PAGE —
===============
DATE OF JUDGMENT:	02/09/1998

BENCH:
A.S. ANAND, D.P. WADHWA




ACT:



HEADNOTE:



JUDGMENT:

J U D G M E N T
D.P.Wadhwa,J.

Leave granted.

The appellant, who was a member of the Rajasthan
Judicial Service (for short ‘RJS’), is aggrieved by the
judgment dated September 17 1997 of the Division Bench of
the Rajasthan High Court dismissing his writ petition (CWP
No. 3455/97), wherein he had prayed in effect that his case
for promotion to the Rajasthan Higher Judicial Service (for
short ‘RHJS’) be considered from the date when the posts in
the RHJS fell vacant.

By the time the appellant filed the writ petition he
had already superannuated on May 31, 1996. Prior to his
retirement, posts in the RHJS were available in the
promotional quota for promotion of the appellant. He had
earlier filed writ petition (CWP No. 1544/96) in the High
Court seeking his promotion. This earlier writ petition came
up for admission before the High Court on May 27, 1996 and
the following order was passed:-

“27.5.96: Hon’ble Mr. M.G. Mukherji
Actg. CJ. Hon’ble Mr. Bhagwati
Prasad J.

Issue notice returnable four weeks
after the summer holidays. Notice
be given ‘dasti’ to the learned
advocate.

We direct that even though the
writ petitioner retires on 31.5.96,
his case is to be considered
alongwith the other officers for
the purpose of promotion to the
Rajasthan Higher Judicial Service,
and in case such a promotion is
accorded to him nationally his case
would be sympathetically considered
with appropriate directions, as may
be deemed fit and proper.”

That writ petition was withdrawn by the appellant on
January 8, 1997. Liberty was, however, granted to him to
file a fresh writ petition if any occasion arose. The order
dismissing the writ petition as withdrawn is as under:-
“8.1.97: Hon’ble Mr. M.G. Mukherji CJ.

Hon’ble Mr. Bhagwati Prasad J.

The petitioner expresses desire to
withdraw the writ petition
application with liberty to file
representation in the
Administrative forum.

He is granted liberty to file fresh
writ application if occasion
arises.

The writ application dismissed as
withdrawn.”

Subsequent writ petition (CWP No. 3455/97) was
dismissed in limine with the following order which is now
impugned:-

“17.9.97:

HON’BLE MR. M.G. MUKHERJI, C.J.
HON’BLE MR. BHAGWATI PRASAD,J.
Mr. H.N. Calla for the petitioner.
We are of the opinion that the
present writ application is barred
by the principles of res judicata.
===============
REQUIREMENTS —
[1] Restate the paragraph of the judgment that begins "The appellant, who was a member of the Rajasthan Judicial Service" in shorter form, keeping its main facts.
[2] Quote the judgment word for word, starting with "The writ application" and going on through "M.G. MUKHERJI, C.J.".
[3] Continue the judgment on the appellant's promotion to the Rajasthan Higher Judicial Service from the point where it stops.
The lines that follow have no connection to the judgment.

RECORDED DATA —
===============
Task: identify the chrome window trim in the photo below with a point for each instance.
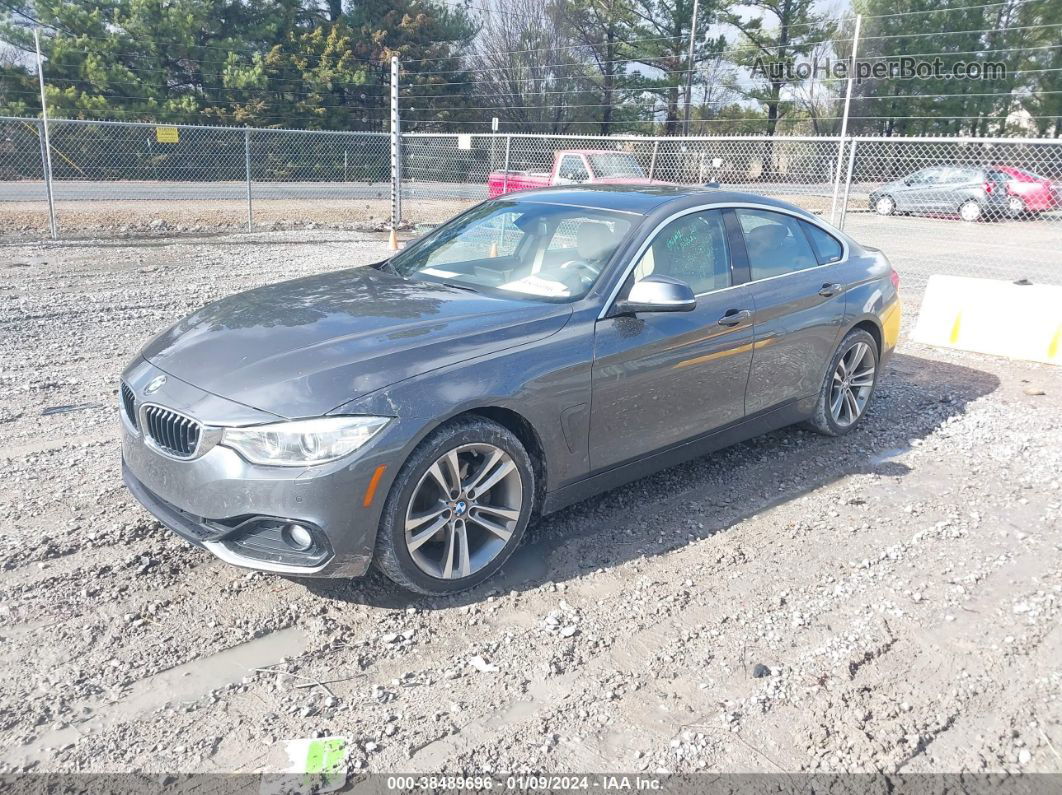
(845, 249)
===============
ANSWERS FOR THE TASKS —
[1] The appellant, formerly of the Rajasthan Judicial Service (RJS), challenges the Rajasthan High Court Division Bench's judgment of September 17, 1997. That judgment dismissed his writ petition (CWP No. 3455/97), in which he asked that his promotion to the Rajasthan Higher Judicial Service (RHJS) be considered from the date its posts fell vacant.

[2]
The writ application dismissed as
withdrawn.”

Subsequent writ petition (CWP No. 3455/97) was
dismissed in limine with the following order which is now
impugned:-

“17.9.97:

HON’BLE MR. M.G. MUKHERJI, C.J.

[3]
The representation as submitted by
the writ petitioner was considered
by the Full Court and the Full
Court in its Wisdom rejected the
same. It is further contended that
the Full Court did not pass a
speaking order on his
representation. We are constrained
to hold that the matter was
discussed in the Full Court and the
ultimate decision was communicated
to the writ petitioner. We do not
think that there is any force in
this writ application. Till such
time the petitioner retired none of
his juniors was considered for
promotion or was given promotion to
the Rajasthan Higher Judicial
Service. It may be a very sad state
of affairs that he was not
considered for promotion till he
retired but that does not make out
any case for interference.

     The   writ	   application	  stands
     dismissed."

This order is being challenged by the appellant in this
appeal.

The appellant joined RJS on January 2, 1979. He was
confirmed in the post of Munsif-cum-Judicial magistrate by
order dated December 31, 1980. He was promoted as Civil
Judge (Senior Division)-cum-Additional Chief Judicial
Magistrate on February 13, 1992 and by order dated August
17, 1993 appellant was granted selection scale w.e.f.
August, 1992. He retired on May 31, 1996. After withdrawal
of his writ petition (CWP No. 1544/96) the appellant
represented on January 29, 1997 that his case for promotion
to RHJS be considered and he be given notional promotion in
view of the observations made on May 27, 1996 in writ
petition. This representation did not find favour with the
High Court and was rejected by resolution of the Full Court
dated July 3, 1997, which was communicated to the
appellant. This led the appellant to file the second writ
petition (CWP No. 3455/97), which as noted above, was
rejected on two grounds, namely, (1) it was barred by
principle of res judicata and (2) till the appellant retired
from service none of his juniors was considered for
promotion or even promoted to RHJS.

We do not think that High Court was right in holding
that the second writ petition (CWP No. 3455/97) was barred
by principle of res judicata. Appellant made his
representations on the basis of observations made by the
High Court on May 27, 1996 in his earlier writ petition.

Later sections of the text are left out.